— BEGIN Recorded data —

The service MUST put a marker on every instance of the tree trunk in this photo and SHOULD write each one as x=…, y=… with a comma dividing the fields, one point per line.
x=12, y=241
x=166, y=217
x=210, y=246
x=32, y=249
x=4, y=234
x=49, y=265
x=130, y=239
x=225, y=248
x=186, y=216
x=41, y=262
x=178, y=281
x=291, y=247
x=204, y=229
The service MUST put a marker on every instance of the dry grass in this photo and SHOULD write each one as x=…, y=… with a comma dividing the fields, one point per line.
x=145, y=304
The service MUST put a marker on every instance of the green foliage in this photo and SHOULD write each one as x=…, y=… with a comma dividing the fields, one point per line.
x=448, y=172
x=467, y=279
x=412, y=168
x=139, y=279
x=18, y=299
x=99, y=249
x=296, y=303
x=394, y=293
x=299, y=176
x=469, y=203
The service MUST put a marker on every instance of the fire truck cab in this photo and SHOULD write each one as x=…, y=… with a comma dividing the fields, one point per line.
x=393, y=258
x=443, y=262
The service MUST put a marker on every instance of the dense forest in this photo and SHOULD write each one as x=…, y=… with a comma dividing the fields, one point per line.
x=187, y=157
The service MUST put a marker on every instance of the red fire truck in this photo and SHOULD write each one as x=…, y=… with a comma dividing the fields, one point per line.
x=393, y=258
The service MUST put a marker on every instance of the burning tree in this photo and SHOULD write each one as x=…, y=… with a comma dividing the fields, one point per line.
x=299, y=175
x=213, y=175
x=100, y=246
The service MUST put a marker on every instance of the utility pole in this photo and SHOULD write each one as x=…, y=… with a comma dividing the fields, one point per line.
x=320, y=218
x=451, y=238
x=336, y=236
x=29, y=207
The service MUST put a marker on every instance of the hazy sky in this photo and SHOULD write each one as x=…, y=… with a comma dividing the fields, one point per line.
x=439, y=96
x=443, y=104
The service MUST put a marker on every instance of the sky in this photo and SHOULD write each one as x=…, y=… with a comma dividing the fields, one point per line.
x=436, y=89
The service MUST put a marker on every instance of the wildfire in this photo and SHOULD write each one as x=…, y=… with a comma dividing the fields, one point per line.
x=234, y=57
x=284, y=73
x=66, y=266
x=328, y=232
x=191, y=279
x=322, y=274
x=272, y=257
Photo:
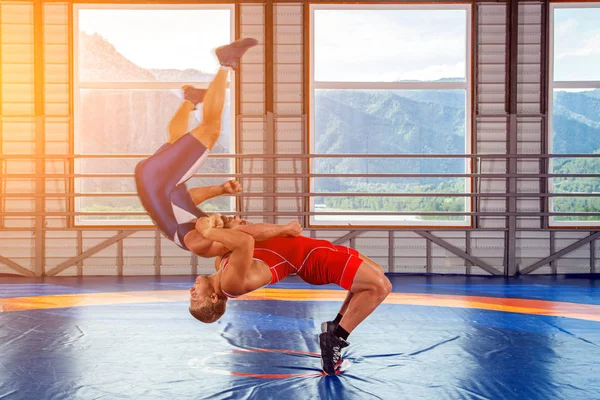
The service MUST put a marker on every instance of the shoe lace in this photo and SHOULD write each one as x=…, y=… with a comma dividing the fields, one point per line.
x=336, y=354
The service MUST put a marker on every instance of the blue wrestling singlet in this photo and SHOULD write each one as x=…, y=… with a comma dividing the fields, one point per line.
x=160, y=181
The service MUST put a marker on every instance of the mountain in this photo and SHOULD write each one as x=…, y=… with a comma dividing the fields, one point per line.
x=380, y=122
x=346, y=121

— END Recorded data —

[Task objective] Edit all of the items above so that each "marker" becomes "pin", with nothing else changed, and leave the pictures out of your answer.

[Answer for the task]
The service MUST put a pin on every instance of the tree trunk in this photo and SHOULD write each one as x=…, y=… with a comma dividing the fields, one point per line.
x=12, y=241
x=166, y=217
x=210, y=246
x=32, y=249
x=4, y=234
x=49, y=265
x=130, y=239
x=225, y=248
x=186, y=216
x=41, y=262
x=178, y=281
x=291, y=247
x=204, y=229
The service MUST put a pin on every instance of the dry grass in this photo and SHOULD write each one as x=…, y=… with a comma dividing the fields, one point per line.
x=145, y=304
The service MUST put a pin on every instance of the green foliage in this photo and SHOULD write each one as x=…, y=… with a comma dividing the fields, one point per line.
x=448, y=172
x=467, y=279
x=412, y=168
x=139, y=279
x=18, y=299
x=99, y=249
x=296, y=303
x=394, y=293
x=299, y=176
x=469, y=203
The service MUST put a pin on every instance of the fire truck cab in this photo and SHOULD write each one as x=…, y=… with a comma dividing the fields, one point per line.
x=393, y=258
x=443, y=262
The service MUST put a pin on every instance of the dense forest in this photo and SHOULD write each one as x=…, y=… with a comma dividing the fields, one point per line.
x=187, y=157
The service MUST put a pin on every instance of the red fire truck in this photo and SHOULD write each one as x=…, y=… with a comma dividing the fields, one point per line.
x=393, y=258
The service MUST put a pin on every instance of the burning tree in this photo and SHOULD write each one as x=…, y=… with a comma dividing the fields, one point per line.
x=299, y=175
x=213, y=175
x=100, y=246
The service MUST put a pin on every instance of the utility pole in this photo and SHOULD write each one as x=…, y=… with a comma dividing the fields, one point per line.
x=320, y=218
x=451, y=238
x=336, y=236
x=29, y=207
The service MUST put a pin on every instance of the hazy sky in this photo and SHOULD write each one as x=…, y=… with a comma dividing the fields, one point per line.
x=439, y=96
x=443, y=104
The service MUST put a pin on every instance of the sky in this photo and SHOULD write each one as x=…, y=… with a comma dividing the fields, one point per line.
x=436, y=89
The service MUST put a pin on every instance of the wildfire in this photo and SHOULD write each one as x=…, y=… with a comma dividing the fields, one point per line.
x=234, y=57
x=284, y=73
x=66, y=266
x=328, y=232
x=191, y=279
x=322, y=274
x=272, y=257
Photo:
The service MUST put a pin on every instance of the shoe lace in this photo and SHOULD write each one as x=…, y=… with a comma dividing the fields, one point per line.
x=336, y=354
The service MUST put a pin on every instance of the blue wrestling singlet in this photo and SHOULD write each one as x=…, y=… with a comma dividing the fields, one point per line.
x=160, y=181
The service MUST put a pin on every instance of the mountain in this photo and SHOULD write each one as x=…, y=… with a comma dividing the fields, one point per line.
x=380, y=122
x=346, y=121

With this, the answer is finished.